## COSA SI CHIEDE
[a] Ripeti il passo dell'articolo sul Consiglio europeo che comincia con "Il Consiglio ha" e prosegue fino a "attingere su richiesta).".
[b] Secondo l'articolo sul Consiglio europeo, di quanti miliardi dispone il fondo del Meccanismo europeo di stabilità?
[c] Continua l'articolo sul Consiglio europeo a partire dalla sua ultima frase.

## TESTO DA LEGGERE
--------

Accordo a metà al Consiglio europeo

Non è stato un nulla di fatto quello emerso dal Consiglio europeo dei Capi di Stato e di governo riunitosi ieri in videoconferenza, ma ha reso comunque l’idea di come manchi in molti paesi una piena presa di coscienza della gravità del momento e di quello che attende le economie europee in seguito alla pandemia.

di Adriano Manna

Il Consiglio ha dato il via libera ai prestiti del Meccanismo europeo di stabilità senza condizionalità se finalizzati ai costi diretti e indiretti dell’emergenza sanitaria indotta dal virus Covid 19 (si tratta di un fondo da 240 miliardi, a cui i singoli Stati potranno attingere su richiesta).

Nel caso italiano, l’approvazione verrà ora sottoposta al voto del Parlamento, dove non c’è motivo di dubitare che la destra italiana farà bagarre dimostrando ancora una volta di non aver compreso pressoché nulla della materia.

Al Mes si aggiungeranno un fondo di sostegno delle casse integrazioni nazionali (progetto «Sure» da 100 miliardi) e i prestiti della Banca europea degli investimenti (Bei) per 200 miliardi alle imprese, oltre ai 40 miliardi a supporto delle piccole e medie imprese, così come concordato dai ministri dell’economia dell’Eurogruppo tra il 7 e il 9 aprile.

Si parla com’è evidente di briciole, politiche di supporto gravemente insufficienti rispetto alla reale necessità dell’economia dei paesi europei, specialmente di quelli del sud dove la crisi avrà un impatto paragonabile a quello di una vera e propria guerra.

L’unico risultato raccolto sul campo per i paesi dell’impropriamente definito “gruppo del sud” (tra cui Italia, Francia, Spagna, ma anche Lussemburgo, Belgio e Irlanda) è il riconoscimento dell’urgenza di un Recovery Fund, un finanziamento dotato di circa 300 miliardi di euro secondo alcune indiscrezioni, da inquadrare dentro il bilancio UE; fondi strutturali da 100 miliardi in due anni (2021-2022) destinati a lavoro, imprese e sanità; investimenti per 200 miliardi per la ricapitalizzazione delle imprese. 500 miliardi in tutto.

--------

## DATI FORNITI
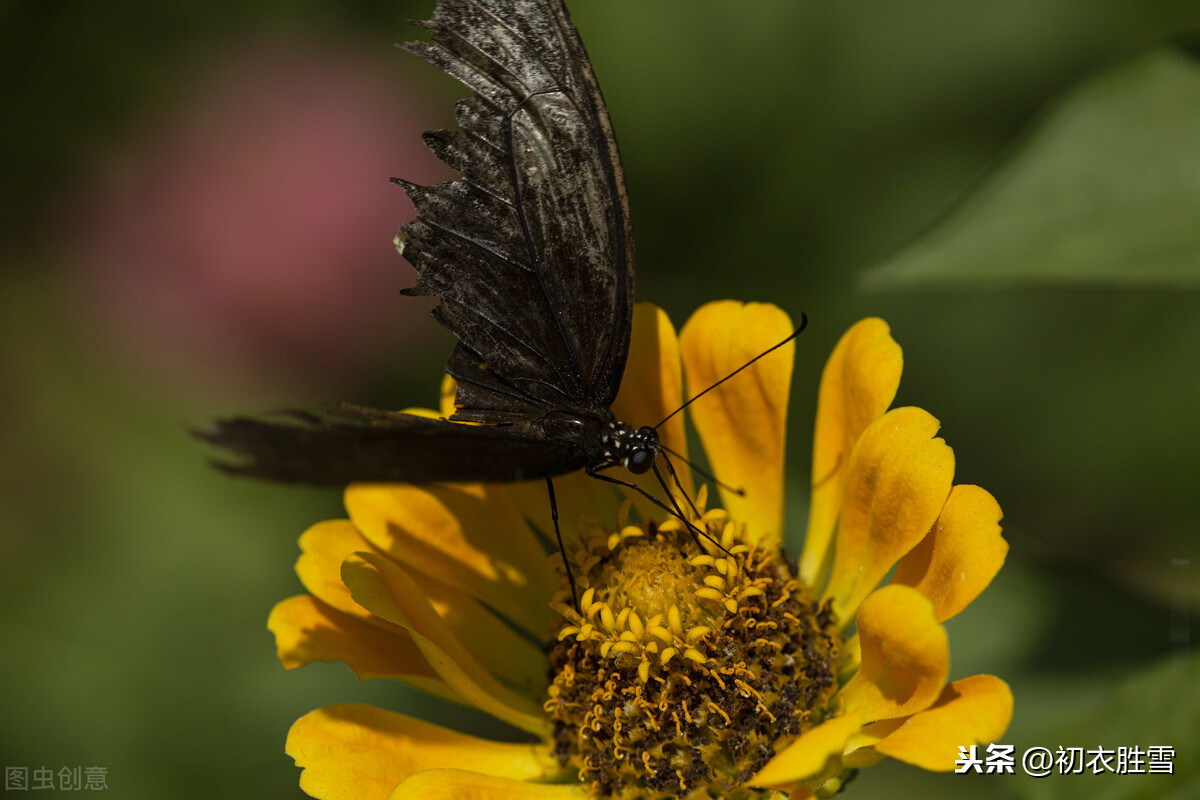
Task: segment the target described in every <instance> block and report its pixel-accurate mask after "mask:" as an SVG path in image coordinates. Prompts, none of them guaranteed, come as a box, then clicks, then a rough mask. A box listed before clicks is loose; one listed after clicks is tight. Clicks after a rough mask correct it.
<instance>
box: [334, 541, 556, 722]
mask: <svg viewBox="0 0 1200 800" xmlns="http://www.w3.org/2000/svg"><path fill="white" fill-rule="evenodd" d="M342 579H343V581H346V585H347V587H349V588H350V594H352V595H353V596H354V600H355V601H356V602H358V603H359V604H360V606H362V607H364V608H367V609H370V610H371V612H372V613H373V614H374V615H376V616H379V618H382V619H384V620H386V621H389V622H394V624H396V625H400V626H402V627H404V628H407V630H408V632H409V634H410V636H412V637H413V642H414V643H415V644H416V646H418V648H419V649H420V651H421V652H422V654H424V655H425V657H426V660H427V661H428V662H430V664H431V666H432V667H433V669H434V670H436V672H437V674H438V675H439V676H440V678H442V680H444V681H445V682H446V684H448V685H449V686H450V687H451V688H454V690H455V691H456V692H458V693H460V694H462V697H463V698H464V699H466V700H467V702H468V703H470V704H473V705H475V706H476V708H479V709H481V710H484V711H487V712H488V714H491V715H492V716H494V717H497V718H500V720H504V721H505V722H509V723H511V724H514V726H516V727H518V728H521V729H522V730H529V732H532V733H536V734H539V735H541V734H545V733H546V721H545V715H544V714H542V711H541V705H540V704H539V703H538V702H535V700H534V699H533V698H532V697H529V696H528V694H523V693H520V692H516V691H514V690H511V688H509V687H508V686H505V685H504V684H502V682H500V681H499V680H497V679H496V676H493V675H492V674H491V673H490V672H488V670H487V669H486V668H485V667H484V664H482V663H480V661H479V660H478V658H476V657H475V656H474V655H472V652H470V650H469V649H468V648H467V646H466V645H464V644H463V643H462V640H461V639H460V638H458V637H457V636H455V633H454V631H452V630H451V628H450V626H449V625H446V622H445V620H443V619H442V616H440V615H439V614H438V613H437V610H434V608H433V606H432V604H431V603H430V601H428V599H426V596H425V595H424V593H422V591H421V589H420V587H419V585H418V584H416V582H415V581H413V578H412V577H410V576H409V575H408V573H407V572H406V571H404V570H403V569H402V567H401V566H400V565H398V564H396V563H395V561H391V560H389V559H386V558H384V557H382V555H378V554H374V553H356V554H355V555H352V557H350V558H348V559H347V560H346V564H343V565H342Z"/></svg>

--------

## RISPOSTE ATTESE
[a]
Il Consiglio ha dato il via libera ai prestiti del Meccanismo europeo di stabilità senza condizionalità se finalizzati ai costi diretti e indiretti dell’emergenza sanitaria indotta dal virus Covid 19 (si tratta di un fondo da 240 miliardi, a cui i singoli Stati potranno attingere su richiesta).

[b] 240 miliardi.

[c]
A questo quadro, gravemente insufficiente e ancora da definire nella sostanza (per lo stesso Recovery Fund non c’è ancora accordo tra i Paesi tra la quota prestiti agli Stati e quella in sovvenzioni finanziarie a fondo perduto) si accompagna l’assenza dal tavolo dei negoziati di iniziative adeguate della Bce, che al momento rimane al palo con i già annunciati 220 miliardi di Quantitative Easing, una cifra assolutamente inadeguata a coprire tutto il fabbisogno degli Stati membri (anche se la stessa Banca centrale ha annunciato che accetterà come collaterali per le operazioni di finanziamento anche i junk bond).

Insomma, la tanto invocata mutualizzazione del debito rimane un miraggio, così come rimane un miraggio il superamento dell’impalcatura intergovernativa che impedisce di costituzionalizzare una politica di bilancio, permettendo invece la strumentalizzazione delle questioni europee da parte delle forze politiche dei singoli paesi.

La partita si chiude con il mandato del Consiglio alla Commissione Ue di dettagliare il Recovery Fund, cercando una soluzione di compromesso tra prestiti e finanziamenti a fondo perduto che metta d’accordo anche il gruppo dei rigoristi del nord Europa, così come auspicato in serata dalla Von Der Leyen.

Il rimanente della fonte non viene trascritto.